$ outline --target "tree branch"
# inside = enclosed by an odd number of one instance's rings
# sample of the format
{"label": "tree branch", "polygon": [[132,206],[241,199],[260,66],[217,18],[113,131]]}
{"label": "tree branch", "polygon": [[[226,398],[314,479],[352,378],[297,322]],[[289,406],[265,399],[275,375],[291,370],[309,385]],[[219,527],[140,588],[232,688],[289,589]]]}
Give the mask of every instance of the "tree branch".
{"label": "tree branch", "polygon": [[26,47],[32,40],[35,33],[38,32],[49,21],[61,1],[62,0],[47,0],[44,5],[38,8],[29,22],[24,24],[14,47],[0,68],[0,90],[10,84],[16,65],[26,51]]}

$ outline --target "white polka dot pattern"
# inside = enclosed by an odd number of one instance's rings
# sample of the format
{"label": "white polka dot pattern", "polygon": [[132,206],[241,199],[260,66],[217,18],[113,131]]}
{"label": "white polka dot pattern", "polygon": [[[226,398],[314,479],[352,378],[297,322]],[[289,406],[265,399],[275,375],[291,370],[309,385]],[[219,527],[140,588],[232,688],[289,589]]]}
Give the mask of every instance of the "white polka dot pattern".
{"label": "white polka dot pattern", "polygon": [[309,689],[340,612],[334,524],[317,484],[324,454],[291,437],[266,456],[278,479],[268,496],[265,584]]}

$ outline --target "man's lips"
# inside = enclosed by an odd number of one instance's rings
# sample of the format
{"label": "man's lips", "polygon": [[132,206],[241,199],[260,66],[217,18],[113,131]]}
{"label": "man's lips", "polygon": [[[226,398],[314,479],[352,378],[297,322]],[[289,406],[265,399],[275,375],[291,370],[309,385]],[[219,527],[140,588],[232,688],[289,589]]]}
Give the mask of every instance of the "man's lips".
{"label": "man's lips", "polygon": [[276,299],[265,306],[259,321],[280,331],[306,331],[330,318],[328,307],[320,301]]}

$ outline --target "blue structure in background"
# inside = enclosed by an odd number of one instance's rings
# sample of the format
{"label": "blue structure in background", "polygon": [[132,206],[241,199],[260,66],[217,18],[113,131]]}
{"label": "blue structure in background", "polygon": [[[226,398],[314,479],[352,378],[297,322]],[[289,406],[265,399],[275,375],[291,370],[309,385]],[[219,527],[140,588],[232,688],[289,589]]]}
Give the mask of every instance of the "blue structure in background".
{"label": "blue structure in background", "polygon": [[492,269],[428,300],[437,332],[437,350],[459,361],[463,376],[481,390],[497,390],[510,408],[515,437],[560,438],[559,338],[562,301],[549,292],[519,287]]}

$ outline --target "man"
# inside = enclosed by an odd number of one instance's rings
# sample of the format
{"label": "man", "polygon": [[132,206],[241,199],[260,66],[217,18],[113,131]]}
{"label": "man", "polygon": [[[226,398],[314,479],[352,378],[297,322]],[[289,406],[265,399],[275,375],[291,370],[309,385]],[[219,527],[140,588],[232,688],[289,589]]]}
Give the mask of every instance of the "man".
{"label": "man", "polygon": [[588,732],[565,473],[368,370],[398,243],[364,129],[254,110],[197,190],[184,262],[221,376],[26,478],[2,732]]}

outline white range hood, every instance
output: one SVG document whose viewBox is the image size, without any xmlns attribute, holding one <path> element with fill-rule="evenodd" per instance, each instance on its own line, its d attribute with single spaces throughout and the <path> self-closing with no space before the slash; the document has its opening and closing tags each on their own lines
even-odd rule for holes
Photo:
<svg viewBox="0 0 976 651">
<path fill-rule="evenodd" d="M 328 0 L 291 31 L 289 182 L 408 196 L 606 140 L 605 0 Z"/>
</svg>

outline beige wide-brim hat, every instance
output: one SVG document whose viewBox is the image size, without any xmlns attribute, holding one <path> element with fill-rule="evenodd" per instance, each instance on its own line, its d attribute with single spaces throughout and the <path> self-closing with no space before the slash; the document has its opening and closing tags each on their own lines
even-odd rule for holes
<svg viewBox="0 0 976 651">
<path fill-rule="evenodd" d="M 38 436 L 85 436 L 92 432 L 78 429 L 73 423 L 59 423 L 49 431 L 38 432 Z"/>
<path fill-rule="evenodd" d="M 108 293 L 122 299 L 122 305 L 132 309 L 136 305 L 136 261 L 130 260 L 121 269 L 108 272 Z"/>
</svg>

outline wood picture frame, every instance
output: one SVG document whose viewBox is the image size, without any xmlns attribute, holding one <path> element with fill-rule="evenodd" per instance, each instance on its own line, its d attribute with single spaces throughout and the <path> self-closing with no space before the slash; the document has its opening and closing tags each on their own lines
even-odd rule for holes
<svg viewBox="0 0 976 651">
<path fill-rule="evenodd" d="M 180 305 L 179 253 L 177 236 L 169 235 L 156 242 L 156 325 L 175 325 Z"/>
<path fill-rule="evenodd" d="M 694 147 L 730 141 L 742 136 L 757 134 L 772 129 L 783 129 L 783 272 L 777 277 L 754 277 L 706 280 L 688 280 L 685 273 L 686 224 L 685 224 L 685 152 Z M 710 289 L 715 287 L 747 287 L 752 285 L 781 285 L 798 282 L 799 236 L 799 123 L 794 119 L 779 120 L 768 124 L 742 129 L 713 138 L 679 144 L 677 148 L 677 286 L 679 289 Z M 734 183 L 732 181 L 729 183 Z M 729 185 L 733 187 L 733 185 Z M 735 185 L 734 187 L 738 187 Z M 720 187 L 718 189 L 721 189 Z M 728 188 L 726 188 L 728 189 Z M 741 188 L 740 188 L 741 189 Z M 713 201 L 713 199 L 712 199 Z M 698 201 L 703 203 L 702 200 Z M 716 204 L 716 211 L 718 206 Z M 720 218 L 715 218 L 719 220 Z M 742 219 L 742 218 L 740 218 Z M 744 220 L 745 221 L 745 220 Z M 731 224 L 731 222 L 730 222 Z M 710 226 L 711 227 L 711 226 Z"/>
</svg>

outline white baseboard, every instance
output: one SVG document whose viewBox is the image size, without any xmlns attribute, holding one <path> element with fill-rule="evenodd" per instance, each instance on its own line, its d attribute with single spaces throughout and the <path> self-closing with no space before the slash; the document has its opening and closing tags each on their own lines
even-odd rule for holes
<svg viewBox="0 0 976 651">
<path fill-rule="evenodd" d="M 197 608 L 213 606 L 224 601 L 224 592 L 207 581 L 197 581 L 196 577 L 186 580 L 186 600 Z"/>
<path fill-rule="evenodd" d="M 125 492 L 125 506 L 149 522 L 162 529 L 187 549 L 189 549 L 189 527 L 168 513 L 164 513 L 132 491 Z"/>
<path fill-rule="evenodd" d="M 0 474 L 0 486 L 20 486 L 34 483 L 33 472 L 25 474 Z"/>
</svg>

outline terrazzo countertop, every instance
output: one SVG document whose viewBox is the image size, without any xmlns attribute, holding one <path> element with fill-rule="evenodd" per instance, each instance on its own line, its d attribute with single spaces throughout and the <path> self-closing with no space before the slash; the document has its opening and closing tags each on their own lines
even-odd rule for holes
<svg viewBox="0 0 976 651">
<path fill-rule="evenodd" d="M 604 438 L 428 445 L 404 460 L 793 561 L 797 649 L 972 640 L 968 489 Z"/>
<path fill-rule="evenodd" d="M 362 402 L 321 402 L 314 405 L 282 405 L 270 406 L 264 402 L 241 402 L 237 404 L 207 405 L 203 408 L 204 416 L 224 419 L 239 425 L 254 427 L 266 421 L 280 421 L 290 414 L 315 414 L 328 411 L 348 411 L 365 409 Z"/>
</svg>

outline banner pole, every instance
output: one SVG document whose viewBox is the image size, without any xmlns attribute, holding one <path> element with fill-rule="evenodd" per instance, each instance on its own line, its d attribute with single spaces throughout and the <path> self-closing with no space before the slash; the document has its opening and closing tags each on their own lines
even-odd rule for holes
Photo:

(Requirements):
Render the lines of the listing above, from the line containing "outline banner pole, every instance" through the end of the listing, both ends included, as a JSON list of strings with one string per line and blank lines omitted.

(Written response):
[
  "outline banner pole, every instance",
  "output: one SVG document whose viewBox is the image size, without any xmlns attribute, holding one <path> element with fill-rule=\"evenodd\" per instance, each instance on its own line, its d attribute with single spaces throughout and the <path> self-closing with no space before the slash; the document has its opening and closing tags each on their own lines",
  "even-odd rule for holes",
  "Photo:"
]